__ВЫБРАННЫЙ ОТРЫВОК__.
====

Нелли НАЩЁКИНА. ХОРОШО У ВАС ТУТ, ЖИВИТЕ! Глава из книги «Художник Анатолий Наговицын»
Нелли НАЩЁКИНА
ХОРОШО У ВАС ТУТ, ЖИВИТЕ!
Глава из книги «Художник Анатолий Наговицын»
Дом-дачу в Дуброво семья Наговицыных приобрела в 1969 году. Жена и сын давно настаивали на подобной покупке, не для увеселения и заготовки овощей, а для смены обстановки – художник Анатолий Терентьевич Наговицын не вылезал из-за письменного стола, а то и вовсе жил в мастерской. Ему требовался свежий воздух, которого так не хватает в городе.
Тяжелый на подъем, редко куда выезжающий художник с трудом оставил насиженное место у стола, чтобы поближе познакомиться с домом, где ему предстояло сделать одни из лучших серий натурных пейзажей и портретов. Развалюшка-домишко встретил новых жильцов боязливо. Чего от них, городских, ждать?! Делать ничего не умеют – только чай пить будут и говорить о пустяках. Анатолий Терентьевич выгреб хлам, сжег его и начал обустраиваться. Кое-что перестраивал, перебирал. Делал все сам.
Деревенские мужики с интересом следили за жизнью «новеньких» из города. Ждали с вызовом – не нравились им действия Анатолия Терентьевича. Наговицыны остались. Покрасили дом. Анатолий Терентьевич в сарае отвел место под мастерскую, повесив на дверцу скрепленные между собой железные буквы «ЦДХ» – «Центральный Дом Художника». На козырек крыши посадил вырезанную из фанеры голову лошади. Внутри оставил из старых вещей комод и наковальню. Двери сарайки распахнул настежь, подставил к ним железные пруты – чтобы не скрипели, закрываясь. Подмел стружки, опилки. По всем стенам уложены дрова. Сухие, плотные, с мелкими сучками. Кувшин с молоком – утолить жажду – поставил на комод. Тут тенек – может и не скиснет.
Сел на стул посередке деревянного дома и посмотрел во двор. В сад. Зелень, банька, забор, за ним соседский домик. Тихо-тихо. Много солнца, и кусочек прозрачного неба смотрит на него сквозь деревья, черепицу и потолок его мастерской. Огород весь зарос травой, сорняками, цветами, кусты разрослись. Сквозь мягкую зеленую травку видна черная земля. Не хотелось ничего трогать, копать, сажать. Зачем? Пусть растет все само по себе. Что пожелается. В деревне пальцами тыкали в сторону их чудачеств. Столько земли под сорной травой пропадает. Не понимали, осуждали, кое-кто злился. В глаза – вежливо молчали. Боялись. Анатолий Терентьевич скрывался от слишком любопытных в мастерской. Не обижался – со временем привыкнут.

====

(Выдержки из данных указания)
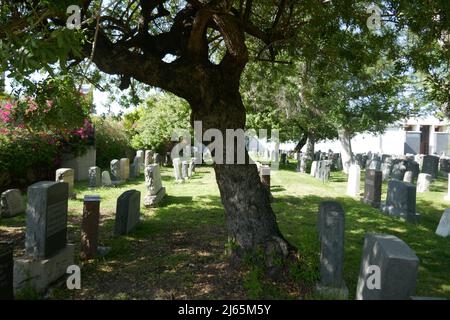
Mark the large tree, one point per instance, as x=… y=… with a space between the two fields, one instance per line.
x=196 y=49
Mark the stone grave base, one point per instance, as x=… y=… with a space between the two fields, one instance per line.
x=332 y=293
x=40 y=274
x=151 y=201
x=414 y=219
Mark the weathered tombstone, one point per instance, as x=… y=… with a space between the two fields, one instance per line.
x=184 y=170
x=353 y=183
x=89 y=227
x=430 y=165
x=6 y=271
x=398 y=266
x=314 y=165
x=408 y=177
x=106 y=179
x=331 y=225
x=372 y=188
x=95 y=177
x=398 y=169
x=66 y=175
x=177 y=169
x=148 y=157
x=401 y=201
x=11 y=203
x=424 y=182
x=46 y=232
x=115 y=170
x=155 y=190
x=47 y=253
x=125 y=169
x=443 y=228
x=127 y=212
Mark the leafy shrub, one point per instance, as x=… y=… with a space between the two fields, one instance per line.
x=111 y=141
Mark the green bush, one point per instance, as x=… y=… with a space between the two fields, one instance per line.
x=111 y=141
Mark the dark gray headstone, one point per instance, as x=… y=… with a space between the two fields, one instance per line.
x=6 y=271
x=46 y=231
x=398 y=266
x=331 y=232
x=401 y=200
x=372 y=188
x=127 y=212
x=430 y=165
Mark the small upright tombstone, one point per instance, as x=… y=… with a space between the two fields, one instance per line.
x=430 y=165
x=155 y=190
x=67 y=175
x=353 y=183
x=89 y=227
x=47 y=253
x=313 y=172
x=331 y=225
x=11 y=203
x=372 y=188
x=6 y=271
x=443 y=228
x=106 y=179
x=125 y=169
x=424 y=182
x=401 y=201
x=95 y=177
x=127 y=212
x=115 y=170
x=393 y=262
x=177 y=169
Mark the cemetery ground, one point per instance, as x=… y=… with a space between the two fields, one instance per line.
x=179 y=249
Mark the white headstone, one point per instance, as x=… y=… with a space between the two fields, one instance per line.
x=443 y=228
x=353 y=183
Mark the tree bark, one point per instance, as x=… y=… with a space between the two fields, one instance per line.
x=250 y=220
x=346 y=149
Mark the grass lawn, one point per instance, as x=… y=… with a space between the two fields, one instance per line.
x=178 y=251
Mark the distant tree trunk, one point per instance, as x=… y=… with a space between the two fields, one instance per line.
x=346 y=149
x=310 y=146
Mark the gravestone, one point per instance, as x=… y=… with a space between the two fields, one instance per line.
x=155 y=190
x=331 y=225
x=430 y=165
x=115 y=170
x=47 y=253
x=313 y=172
x=95 y=177
x=398 y=265
x=148 y=157
x=353 y=183
x=66 y=175
x=46 y=232
x=125 y=169
x=323 y=170
x=401 y=201
x=372 y=188
x=424 y=182
x=398 y=169
x=177 y=169
x=6 y=271
x=11 y=203
x=127 y=212
x=408 y=177
x=89 y=227
x=106 y=179
x=443 y=228
x=184 y=170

====

__УСЛОВИЯ ЗАДАНИЙ__.
- A) Определите, согласуются ли с отрывком о даче Наговицыных утверждения: (i) семья купила дом-дачу в 1969 году; (ii) мастерскую художник устроил в бане; (iii) художник перекопал и засадил огород. На каждое ответьте «да» или «нет» и приведите точную цитату из отрывка, которая это решает.
- B) Выведите дословно фрагмент отрывка о даче Наговицыных, который открывается словами, содержащими «Дом-дачу в Дуброво», и завершается словами «хватает в городе.».
Записи здесь никакой роли не играют.

__РЕШЕНИЯ ЗАДАНИЙ__.
- A)
(i) Да: «Дом-дачу в Дуброво семья Наговицыных приобрела в 1969 году».
(ii) Нет: «Анатолий Терентьевич в сарае отвел место под мастерскую».
(iii) Нет: «Не хотелось ничего трогать, копать, сажать».

- B)
Дом-дачу в Дуброво семья Наговицыных приобрела в 1969 году. Жена и сын давно настаивали на подобной покупке, не для увеселения и заготовки овощей, а для смены обстановки – художник Анатолий Терентьевич Наговицын не вылезал из-за письменного стола, а то и вовсе жил в мастерской. Ему требовался свежий воздух, которого так не хватает в городе.